Modernizing Cloud-Init Sample: A 2012 Repo Meets Modern IaC

Context: This repo was created in 2012 as an early demonstration of the "Cattle" instance provisioning pattern using AWS EC2, cloud-init, and configuration management (Chef/Ansible). The concepts were ahead of their time. This document shows how those same ideas map to the modern Infrastructure as Code (IaC) landscape.

What the Original Repo Got Right

Even by 2012 standards, this repo demonstrated patterns that are now mainstream:

Original Concept	Modern Equivalent
"Cattle" instances (disposable, reproducible)	Immutable infrastructure, Auto Scaling Groups
cloud-init user-data for bootstrapping	cloud-config YAML, Launch Templates, Packer AMIs
Chef/Ansible for desired state	Still valid — now with Ansible 9+, Chef Infra 18+
AWS CLI scripting	Terraform, AWS CDK, CloudFormation, Pulumi
Bulk instance creation by re-running a script	Auto Scaling Groups, Spot fleets
DEMO tag for grouping/lifecycle	AWS Resource Groups, tag-based governance
Local-mode Chef (no Chef Server)	Still a valid pattern (Chef Zero)

The Gap: What Needs Modernizing

1. Infrastructure Orchestration: Shell Scripts → Declarative IaC

Problem with original: create_instance.sh is imperative — it tells AWS how to do things, has no state tracking, and requires manual cleanup via terminate_instances.sh.

Modern approach: Terraform / OpenTofu

# main.tf — Declarative, state-managed, plan-before-apply
resource "aws_launch_template" "demo" {
  name_prefix   = "cloud-init-demo-"
  image_id      = data.aws_ami.amazon_linux_2023.id
  instance_type = "t3.micro"  # t3, not t2 — better price/perf

  iam_instance_profile {
    name = aws_iam_instance_profile.demo.name  # Roles, not key pairs
  }

  user_data = base64encode(file("cloud-config.yaml"))

  tag_specifications {
    resource_type = "instance"
    tags = { Purpose = "Demo", ManagedBy = "Terraform" }
  }
}

resource "aws_autoscaling_group" "demo" {
  desired_capacity = var.instance_count
  min_size         = 0
  max_size         = 20

  launch_template {
    id      = aws_launch_template.demo.id
    version = "$Latest"
  }
}

Key improvements:

terraform plan shows exactly what will change before it happens
terraform destroy replaces terminate_instances.sh
State file tracks all resources — no more orphaned instances
Parameterized via variables.tf — no positional bash arguments

2. AMI Selection: Hardcoded ID → Dynamic Data Source

Problem with original: ami-28e07e50 is hardcoded, region-specific (us-east-1 only), and now stale (RHEL 7 is EOL as of June 2024).
=======
**Objective 1:**
In the cloud-init modernization page, what command takes the place of terminate_instances.sh?
**Objective 2:**
Please write the next part of the cloud-init modernization page, picking up after its final sentence.
The listing plays no part in this.
=======
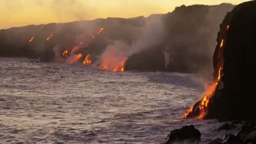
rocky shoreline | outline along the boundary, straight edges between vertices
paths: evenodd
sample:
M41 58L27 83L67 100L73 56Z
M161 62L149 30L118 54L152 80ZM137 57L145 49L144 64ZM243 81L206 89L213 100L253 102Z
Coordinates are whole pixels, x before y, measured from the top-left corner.
M240 128L236 134L229 133L229 131ZM209 144L256 144L256 122L234 120L224 123L217 131L227 131L222 138L209 140ZM162 144L200 144L201 133L193 125L185 125L180 129L172 131L167 136L166 141Z

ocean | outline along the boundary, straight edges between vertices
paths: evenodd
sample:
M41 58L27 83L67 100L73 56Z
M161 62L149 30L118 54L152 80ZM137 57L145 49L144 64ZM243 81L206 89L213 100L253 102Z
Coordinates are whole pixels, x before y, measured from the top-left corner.
M191 124L202 143L227 133L183 118L204 91L195 74L0 58L0 144L160 144Z

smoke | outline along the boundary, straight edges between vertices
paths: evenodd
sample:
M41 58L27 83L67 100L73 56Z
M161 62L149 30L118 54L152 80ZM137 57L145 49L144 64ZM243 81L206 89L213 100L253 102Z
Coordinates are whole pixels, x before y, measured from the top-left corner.
M141 33L133 43L128 56L147 48L153 48L161 44L165 36L162 16L149 17L146 25L141 28Z
M138 30L139 33L136 38L131 43L131 44L118 40L109 45L96 65L100 63L101 69L118 67L123 62L124 64L126 59L133 54L159 45L162 43L165 36L162 16L149 17L144 27Z
M169 68L168 66L170 64L170 60L171 59L170 54L166 51L165 51L163 53L165 55L165 67L166 69L168 69Z
M63 62L63 59L60 55L60 53L61 53L61 46L59 44L55 45L53 48L54 53L54 60L55 61Z

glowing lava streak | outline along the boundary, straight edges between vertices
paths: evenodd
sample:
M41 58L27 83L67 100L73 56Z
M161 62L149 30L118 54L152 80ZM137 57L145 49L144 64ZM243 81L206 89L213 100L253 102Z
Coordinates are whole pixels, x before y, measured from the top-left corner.
M82 54L79 53L78 54L74 55L71 59L69 60L69 64L73 64L74 62L76 61L77 61L78 59L79 59L82 56Z
M86 56L85 56L85 60L83 61L83 64L91 64L91 60L89 59L89 57L90 55L88 54L86 55Z
M224 42L224 39L222 39L222 41L221 41L221 44L220 48L221 48L222 46L223 46L223 42Z
M32 42L33 41L33 40L34 40L34 37L35 37L35 35L34 35L34 36L33 37L31 37L31 38L30 38L29 40L29 43L31 43L31 42Z
M206 88L206 91L203 95L203 100L199 106L200 113L197 117L197 118L202 118L205 115L205 108L208 106L208 104L211 96L215 91L216 87L221 79L221 70L222 68L221 67L219 70L219 75L218 76L218 82L213 83ZM190 114L193 112L193 107L191 107L187 110L184 115L184 118L186 118Z
M51 34L51 35L49 37L47 37L47 38L46 39L46 40L50 40L51 37L52 37L53 35L53 34Z
M98 31L98 32L97 32L97 34L98 35L100 34L101 32L102 32L102 31L103 31L103 30L104 30L104 28L100 28Z
M64 52L62 53L62 55L63 56L65 56L65 57L67 57L67 50L65 50L65 51L64 51Z
M221 79L221 70L222 68L221 67L219 70L219 76L218 77L218 80Z
M123 72L127 58L124 56L118 57L104 56L101 64L101 69L112 72Z

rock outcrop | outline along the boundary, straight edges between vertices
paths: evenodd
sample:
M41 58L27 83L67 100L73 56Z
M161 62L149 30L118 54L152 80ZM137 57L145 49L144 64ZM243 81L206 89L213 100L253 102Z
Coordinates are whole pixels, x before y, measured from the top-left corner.
M255 8L255 0L237 5L220 25L213 56L216 88L208 100L199 101L192 110L187 112L188 117L202 114L196 112L200 106L205 118L256 120L256 112L252 110L256 101L253 84L256 80L256 19L253 18L256 17Z
M67 49L69 52L81 40L88 38L91 34L93 35L99 28L104 27L100 35L96 35L93 40L87 41L75 51L83 56L90 54L94 63L106 48L115 42L122 41L129 46L132 45L139 39L147 24L156 19L153 24L163 28L163 33L157 35L149 32L143 35L144 43L139 45L137 48L139 50L128 56L125 70L211 72L215 33L219 29L216 24L220 23L233 7L225 3L213 6L182 5L172 12L147 18L108 18L3 29L0 30L0 56L40 58L44 61L53 61L56 54L53 48L57 45L60 45L61 52ZM153 26L146 30L155 30ZM51 34L53 36L46 40ZM29 43L34 35L33 41ZM149 37L152 38L147 39ZM156 40L159 43L151 44Z
M166 138L165 144L174 142L187 141L190 142L199 142L201 133L194 125L186 125L179 129L172 131Z

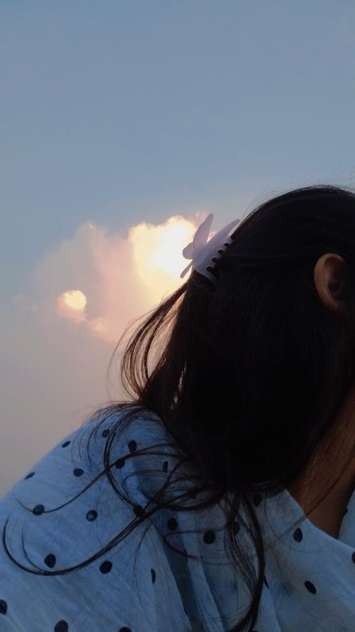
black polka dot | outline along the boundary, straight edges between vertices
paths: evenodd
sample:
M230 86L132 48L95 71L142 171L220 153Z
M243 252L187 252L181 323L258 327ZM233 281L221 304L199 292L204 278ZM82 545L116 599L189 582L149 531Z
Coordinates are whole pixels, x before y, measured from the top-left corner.
M240 528L241 526L239 522L237 522L237 521L236 520L233 525L233 533L234 534L234 535L237 535L237 534L239 533L240 531Z
M294 533L293 534L293 539L296 540L296 542L300 542L303 538L303 533L301 529L296 529Z
M215 540L215 533L214 531L207 531L203 535L203 542L206 544L212 544Z
M262 502L262 495L261 495L261 494L255 494L253 496L253 502L254 503L254 504L256 505L256 507L258 507L258 505L260 504L261 502Z
M167 521L167 526L171 531L175 531L178 528L178 523L174 518L170 518Z
M124 465L124 459L118 459L118 460L116 461L115 465L117 468L123 468Z
M144 516L144 509L141 505L135 505L133 507L133 511L138 518L141 518L142 516Z
M68 632L69 626L63 619L54 626L54 632Z
M311 592L313 595L315 595L315 593L316 593L316 587L314 585L314 584L312 583L311 581L305 581L304 586L307 588L307 590L309 590L310 592Z
M35 516L40 516L41 513L43 513L44 511L44 507L43 505L36 505L35 508L32 509L32 513L33 513Z
M92 522L93 520L96 520L97 518L97 511L95 511L95 509L90 509L90 511L88 511L87 514L87 520L88 520L89 522Z
M53 555L52 553L49 553L46 557L44 558L44 563L47 564L49 568L53 568L53 566L56 565L56 556Z
M101 573L109 573L111 568L112 568L112 563L106 560L105 562L102 562L102 564L100 566L100 570Z

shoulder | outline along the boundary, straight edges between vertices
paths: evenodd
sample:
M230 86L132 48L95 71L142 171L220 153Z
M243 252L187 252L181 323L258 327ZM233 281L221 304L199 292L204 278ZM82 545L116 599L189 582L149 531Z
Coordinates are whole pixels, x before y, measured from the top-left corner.
M100 425L97 418L63 437L0 500L4 632L25 632L28 626L39 632L119 630L120 625L132 632L162 632L174 629L169 627L172 605L181 629L190 629L155 530L149 530L139 547L145 521L123 536L136 518L135 506L145 498L138 475L140 458L130 457L141 448L169 443L169 437L158 418L149 421L142 413L121 432L118 411ZM105 445L115 425L112 458L118 466L114 465L113 475L119 490L124 475L133 506L102 473Z

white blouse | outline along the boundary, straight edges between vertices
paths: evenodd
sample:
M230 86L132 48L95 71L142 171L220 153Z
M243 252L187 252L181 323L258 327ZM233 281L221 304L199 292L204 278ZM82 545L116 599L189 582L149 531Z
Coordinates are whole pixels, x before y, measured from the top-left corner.
M174 444L155 420L141 413L112 447L111 471L133 507L105 475L82 491L104 468L112 416L93 440L91 462L85 437L92 423L64 437L0 500L1 632L226 632L245 614L250 597L226 550L221 504L198 512L159 510L152 523L143 521L95 557L139 516L147 502L143 491L153 495L177 463ZM129 458L162 442L170 444L157 449L165 456ZM266 556L254 632L354 632L355 495L338 540L304 518L287 490L251 500ZM26 571L5 549L6 521L9 552L30 571L55 571L93 559L64 575ZM241 530L237 537L248 547Z

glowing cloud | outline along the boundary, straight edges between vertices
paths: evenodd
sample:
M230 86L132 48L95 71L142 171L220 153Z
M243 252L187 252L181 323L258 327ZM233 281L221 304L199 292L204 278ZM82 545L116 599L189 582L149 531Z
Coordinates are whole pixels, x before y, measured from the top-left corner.
M207 214L141 222L128 229L125 239L85 222L37 264L32 311L46 327L55 327L60 319L117 342L131 320L186 282L180 278L188 263L182 250Z

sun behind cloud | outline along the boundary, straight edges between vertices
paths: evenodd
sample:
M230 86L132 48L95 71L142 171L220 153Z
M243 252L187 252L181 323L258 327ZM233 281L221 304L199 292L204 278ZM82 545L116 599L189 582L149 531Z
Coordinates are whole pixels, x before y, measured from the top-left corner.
=======
**Task output 1:**
terraform destroy

**Task output 2:**
Modern approach:

# Dynamically resolve the latest Amazon Linux 2023 AMI for current region
data "aws_ami" "amazon_linux_2023" {
  most_recent = true
  owners      = ["amazon"]

  filter {
    name   = "name"
    values = ["al2023-ami-*-x86_64"]
  }
}

# For Graviton/ARM (up to 40% cheaper):
data "aws_ami" "al2023_arm" {
  most_recent = true
  owners      = ["amazon"]

  filter {
    name   = "name"
    values = ["al2023-ami-*-arm64"]
  }
}

3. cloud-init Script: Bash → cloud-config YAML

Problem with original: cloud_init_chef.txt and cloud_init_ansible.txt are plain bash scripts passed as user-data. This works, but misses the full power of cloud-init's YAML format.

Modern approach: #cloud-config YAML format

#cloud-config
# Declarative, human-readable, no bash required for common operations

hostname: cloud-init-server
fqdn: cloud-init-server.internal

# Users and groups — declarative, no useradd scripting
groups:
  - my-staff

users:
  - default
  - name: alice
    groups: [my-staff, sudo]
    shell: /bin/bash
    lock_passwd: true
    ssh_authorized_keys:
      - "{{ lookup_from_secrets_manager }}"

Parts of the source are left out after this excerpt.